··· Texto base ···
I. Sangre, tierra, palabras

En el capítulo central de Mientras agonizo,1 Addie Bundren deja escuchar su voz por única vez. La centralidad de su discurso se constituye desde lo que dice, desde el lugar y la circunstancia de su decir y desde la articulación que propone con los cincuenta y ocho capítulos en los que otros textos tejen la pluralidad del sentido global de la novela.

Mientras agoniza, la madre de los Bundren, rústicos campesinos del sur norteamericano, de Yoknapatawpha, un condado de invención faulkneriana, asiste a los cruces de relatos de quienes la rodean, entre ellos sus hijos y su esposo Anse. En ese texto central, Addie despliega los sentidos que signan su vida: la sangre, la tierra, las palabras:

Recordaba que mi padre solía decir que la razón para vivir era prepararse para estar muerto durante mucho tiempo... mi único modo de prepararme para estar muerta era odiar a mi padre por haberme engendrado (pág. 158).

La sangre aparece aquí asociada a la tierra como destino cruel e implacable, como sitio fatal e inexorable. Encuentra en las palabras el modo de ser y transmitir el ser moldeado en la experiencia ruda de la pobreza campesina, la lucha con la naturaleza y la tensión de la relación humana, expuesta de un modo visceral en el conflicto familiar a veces evidente y otras veces sórdido y opaco. La sangre, entonces, como problematización de la naturaleza humana; la tierra, terco obstáculo en el combate para sobrevivir y la palabra para poner en signos cotidianos y metafísicos esas tensiones primarias.

El segundo acto constitutivo del discurso de Addie Bundren es el sitio de la enunciación: habla desde su ataúd, laboriosamente construido por su primer hijo, Cash, mientras agonizaba. Desde esa caja que lleva sus restos hacia Jefferson para cumplir la promesa de enterrarla allí, la mujer dice sobre la palabra de la sangre en la tierra y el encuentro sexual, el “pecado”, que aparece como instancia original del deber de la procreación —mandato primario de la tierra y la sangre— y el designio sagrado que establece un destino: prepararse para estar muerto. Así, tierra y sangre (como una misma sustancia: naturaleza y humanidad: “la terrible sangre, la roja y amarga riada que fluye hirviente por la tierra”) son la fuerza verdadera del existir, para Addie, y reemplazan a las palabras, que inventa el hombre para cubrir la ausencia de la experiencia directa:

Yo yacía junto a él en la oscuridad, oyendo cómo la tierra oscura hablaba del amor de Dios y de Su belleza y de Su pecado; oyendo esa oscura ausencia de la voz en la que las palabras son los actos... (pág. 162).
··· Datos del ejercicio ···
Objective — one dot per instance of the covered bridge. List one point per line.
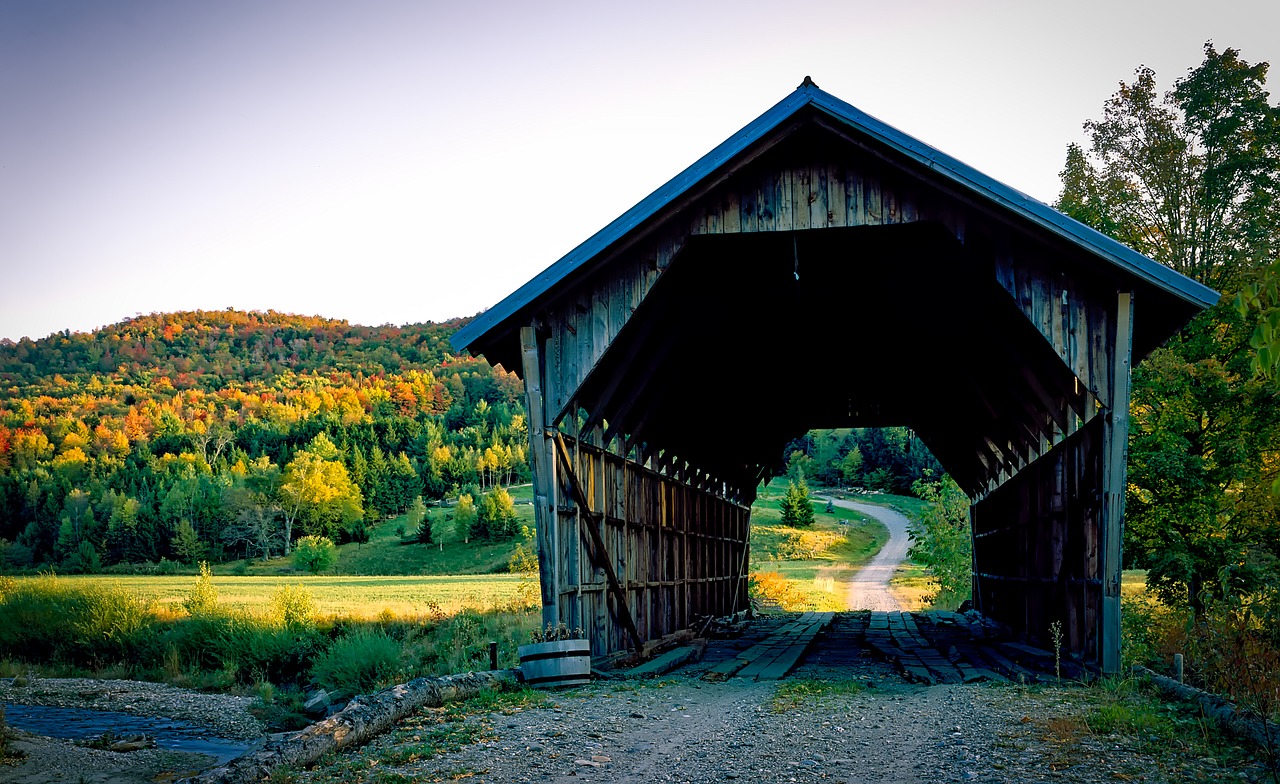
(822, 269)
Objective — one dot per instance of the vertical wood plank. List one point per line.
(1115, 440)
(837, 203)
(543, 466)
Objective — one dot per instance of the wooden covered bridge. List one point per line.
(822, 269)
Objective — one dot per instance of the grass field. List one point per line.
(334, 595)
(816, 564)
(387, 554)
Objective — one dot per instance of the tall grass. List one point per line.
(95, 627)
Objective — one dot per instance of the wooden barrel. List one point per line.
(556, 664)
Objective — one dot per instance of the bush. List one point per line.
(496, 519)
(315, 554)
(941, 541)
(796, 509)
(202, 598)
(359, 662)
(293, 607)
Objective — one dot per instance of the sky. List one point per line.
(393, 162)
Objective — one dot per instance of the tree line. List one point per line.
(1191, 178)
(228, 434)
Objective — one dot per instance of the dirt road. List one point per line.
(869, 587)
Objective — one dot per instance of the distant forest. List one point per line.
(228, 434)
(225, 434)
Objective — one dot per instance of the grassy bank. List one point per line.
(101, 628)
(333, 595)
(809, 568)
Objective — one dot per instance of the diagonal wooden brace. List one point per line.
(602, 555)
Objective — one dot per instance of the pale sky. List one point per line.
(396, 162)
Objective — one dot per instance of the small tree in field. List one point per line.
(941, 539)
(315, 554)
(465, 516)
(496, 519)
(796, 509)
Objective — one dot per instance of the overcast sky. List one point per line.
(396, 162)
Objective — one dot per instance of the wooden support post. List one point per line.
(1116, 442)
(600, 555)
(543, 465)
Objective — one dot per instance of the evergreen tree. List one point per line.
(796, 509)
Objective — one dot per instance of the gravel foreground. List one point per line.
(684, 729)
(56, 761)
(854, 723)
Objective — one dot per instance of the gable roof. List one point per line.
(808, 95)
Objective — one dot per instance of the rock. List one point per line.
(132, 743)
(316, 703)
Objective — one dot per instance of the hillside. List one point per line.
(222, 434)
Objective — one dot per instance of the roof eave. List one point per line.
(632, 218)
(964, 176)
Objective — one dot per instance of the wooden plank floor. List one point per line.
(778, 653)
···
··· Datos del ejercicio ···
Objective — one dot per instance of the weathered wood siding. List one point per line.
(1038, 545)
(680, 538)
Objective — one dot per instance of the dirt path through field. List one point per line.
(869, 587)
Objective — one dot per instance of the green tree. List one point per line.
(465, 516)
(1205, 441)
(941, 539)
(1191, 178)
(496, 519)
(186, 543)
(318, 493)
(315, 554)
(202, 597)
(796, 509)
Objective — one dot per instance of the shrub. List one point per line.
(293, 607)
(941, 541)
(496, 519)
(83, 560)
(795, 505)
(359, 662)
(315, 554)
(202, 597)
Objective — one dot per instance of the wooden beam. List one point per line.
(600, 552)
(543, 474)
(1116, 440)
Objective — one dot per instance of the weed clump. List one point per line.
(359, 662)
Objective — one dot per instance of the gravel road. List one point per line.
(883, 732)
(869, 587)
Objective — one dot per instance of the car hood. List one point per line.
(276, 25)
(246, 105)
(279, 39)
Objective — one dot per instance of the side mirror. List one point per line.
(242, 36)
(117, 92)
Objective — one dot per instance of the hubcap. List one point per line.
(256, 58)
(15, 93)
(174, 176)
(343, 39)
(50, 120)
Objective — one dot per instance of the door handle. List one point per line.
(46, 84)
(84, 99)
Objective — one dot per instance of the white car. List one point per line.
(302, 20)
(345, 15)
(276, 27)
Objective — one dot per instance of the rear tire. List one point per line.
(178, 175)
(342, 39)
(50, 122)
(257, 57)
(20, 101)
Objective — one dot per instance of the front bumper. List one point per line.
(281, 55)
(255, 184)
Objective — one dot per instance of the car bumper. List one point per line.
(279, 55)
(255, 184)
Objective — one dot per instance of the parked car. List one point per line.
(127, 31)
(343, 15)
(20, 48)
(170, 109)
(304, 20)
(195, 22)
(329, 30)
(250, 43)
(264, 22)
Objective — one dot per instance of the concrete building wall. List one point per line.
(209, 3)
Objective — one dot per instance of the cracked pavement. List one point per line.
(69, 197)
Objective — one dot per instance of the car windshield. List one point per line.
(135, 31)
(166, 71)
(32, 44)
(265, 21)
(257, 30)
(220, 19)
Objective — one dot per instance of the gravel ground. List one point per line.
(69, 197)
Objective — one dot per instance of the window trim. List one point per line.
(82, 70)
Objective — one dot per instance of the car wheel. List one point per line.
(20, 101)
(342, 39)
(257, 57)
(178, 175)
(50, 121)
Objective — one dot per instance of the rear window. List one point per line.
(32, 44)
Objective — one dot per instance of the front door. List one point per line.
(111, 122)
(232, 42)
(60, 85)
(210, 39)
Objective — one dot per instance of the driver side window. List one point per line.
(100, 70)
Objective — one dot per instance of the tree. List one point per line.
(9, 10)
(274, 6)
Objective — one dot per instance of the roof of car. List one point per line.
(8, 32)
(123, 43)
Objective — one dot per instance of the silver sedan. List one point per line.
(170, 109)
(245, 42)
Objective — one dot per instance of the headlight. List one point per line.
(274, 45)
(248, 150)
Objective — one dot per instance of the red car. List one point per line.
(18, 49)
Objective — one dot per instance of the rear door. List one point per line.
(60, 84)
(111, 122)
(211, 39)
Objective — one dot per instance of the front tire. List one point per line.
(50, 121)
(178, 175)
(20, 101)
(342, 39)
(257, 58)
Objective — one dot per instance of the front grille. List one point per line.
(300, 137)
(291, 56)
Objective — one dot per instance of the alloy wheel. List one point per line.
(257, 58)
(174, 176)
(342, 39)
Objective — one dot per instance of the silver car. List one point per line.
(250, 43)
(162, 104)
···
··· Datos del ejercicio ···
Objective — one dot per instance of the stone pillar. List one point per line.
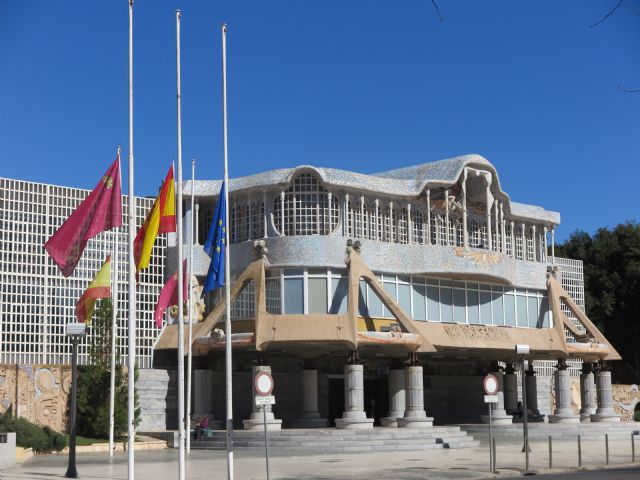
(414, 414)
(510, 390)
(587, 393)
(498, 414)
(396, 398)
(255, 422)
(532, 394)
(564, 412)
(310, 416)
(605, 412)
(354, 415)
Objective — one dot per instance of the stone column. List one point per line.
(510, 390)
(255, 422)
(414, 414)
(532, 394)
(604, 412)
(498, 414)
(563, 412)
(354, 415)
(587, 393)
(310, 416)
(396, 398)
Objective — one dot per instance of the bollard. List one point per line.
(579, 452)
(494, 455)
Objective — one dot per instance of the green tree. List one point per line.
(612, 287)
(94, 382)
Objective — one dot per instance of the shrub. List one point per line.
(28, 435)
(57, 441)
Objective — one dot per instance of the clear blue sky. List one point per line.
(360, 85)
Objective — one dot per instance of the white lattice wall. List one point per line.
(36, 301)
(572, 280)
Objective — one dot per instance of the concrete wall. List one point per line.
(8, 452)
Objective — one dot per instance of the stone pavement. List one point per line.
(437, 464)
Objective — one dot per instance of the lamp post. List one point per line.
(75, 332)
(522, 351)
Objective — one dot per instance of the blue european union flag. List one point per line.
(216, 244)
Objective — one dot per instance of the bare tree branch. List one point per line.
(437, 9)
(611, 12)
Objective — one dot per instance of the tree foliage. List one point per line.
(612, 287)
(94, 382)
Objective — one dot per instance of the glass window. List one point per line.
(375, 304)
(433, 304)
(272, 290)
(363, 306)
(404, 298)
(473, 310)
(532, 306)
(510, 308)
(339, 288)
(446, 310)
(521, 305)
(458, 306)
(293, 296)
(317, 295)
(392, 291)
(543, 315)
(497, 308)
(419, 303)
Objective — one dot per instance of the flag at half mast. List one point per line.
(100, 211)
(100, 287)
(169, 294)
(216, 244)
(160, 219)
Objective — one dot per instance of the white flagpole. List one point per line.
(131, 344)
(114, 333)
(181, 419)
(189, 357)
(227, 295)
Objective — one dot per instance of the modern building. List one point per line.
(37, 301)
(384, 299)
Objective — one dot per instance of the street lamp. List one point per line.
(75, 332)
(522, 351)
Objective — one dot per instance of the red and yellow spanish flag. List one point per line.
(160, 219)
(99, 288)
···
Tareas propuestas:
• 1. Edita el texto sobre Mientras agonizo desde "Recordaba que mi" hasta "esas tensiones primarias." y cambia "naturaleza" por "condición".
• 2. Extrae de los datos cada fila que contenga la cadena "dirt".

Soluciones:
• 1.
Recordaba que mi padre solía decir que la razón para vivir era prepararse para estar muerto durante mucho tiempo... mi único modo de prepararme para estar muerta era odiar a mi padre por haberme engendrado (pág. 158).

La sangre aparece aquí asociada a la tierra como destino cruel e implacable, como sitio fatal e inexorable. Encuentra en las palabras el modo de ser y transmitir el ser moldeado en la experiencia ruda de la pobreza campesina, la lucha con la condición y la tensión de la relación humana, expuesta de un modo visceral en el conflicto familiar a veces evidente y otras veces sórdido y opaco. La sangre, entonces, como problematización de la condición humana; la tierra, terco obstáculo en el combate para sobrevivir y la palabra para poner en signos cotidianos y metafísicos esas tensiones primarias.

• 2.
Objective — one dot per instance of the dirt road. List one point per line.
Objective — one dot per instance of the dirt path through field. List one point per line.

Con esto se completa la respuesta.